[[ Data for this exercise open ]]

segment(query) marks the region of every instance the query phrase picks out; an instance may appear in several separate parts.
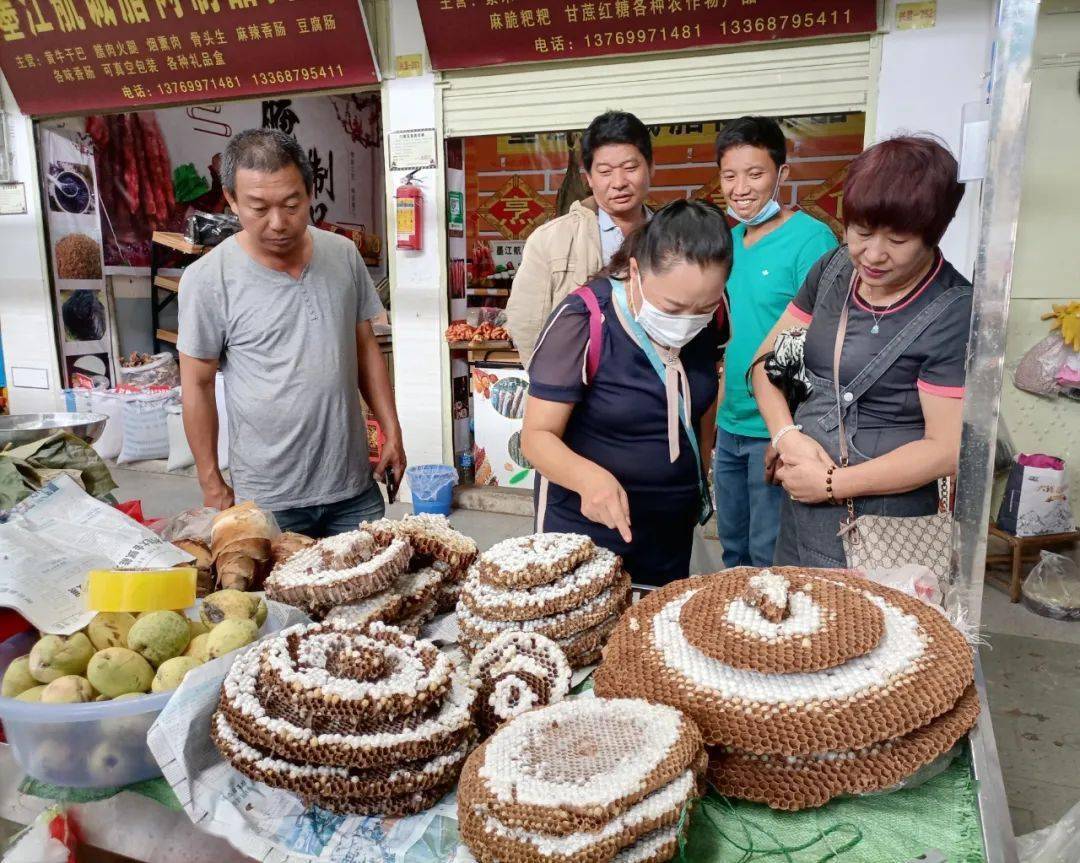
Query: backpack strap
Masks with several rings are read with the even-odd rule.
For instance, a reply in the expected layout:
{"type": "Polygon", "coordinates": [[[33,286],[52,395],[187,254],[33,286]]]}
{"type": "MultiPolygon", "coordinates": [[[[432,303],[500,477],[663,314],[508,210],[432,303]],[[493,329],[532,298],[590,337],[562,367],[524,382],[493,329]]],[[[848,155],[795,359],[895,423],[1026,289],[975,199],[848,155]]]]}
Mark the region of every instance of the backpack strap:
{"type": "Polygon", "coordinates": [[[589,310],[589,344],[586,346],[585,355],[585,383],[591,384],[600,368],[600,351],[604,346],[604,313],[600,311],[596,294],[588,285],[582,285],[571,293],[576,297],[581,297],[585,308],[589,310]]]}
{"type": "MultiPolygon", "coordinates": [[[[600,352],[604,347],[604,313],[600,311],[600,302],[596,294],[588,285],[582,285],[575,291],[570,292],[575,297],[581,297],[585,308],[589,310],[589,344],[586,348],[585,357],[585,383],[591,384],[596,372],[600,368],[600,352]]],[[[723,302],[716,309],[716,329],[724,331],[724,323],[728,320],[727,292],[724,292],[723,302]]],[[[726,343],[725,343],[726,344],[726,343]]]]}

[[ Data for this exercise closed ]]

Problem:
Your answer should be each line of the data that contains the word "several", copied as it stands.

Written answer:
segment(query) marks the region of every instance the query phrase picks out; an instance may appear in several separate parts.
Masks with several rings are read with the even-odd rule.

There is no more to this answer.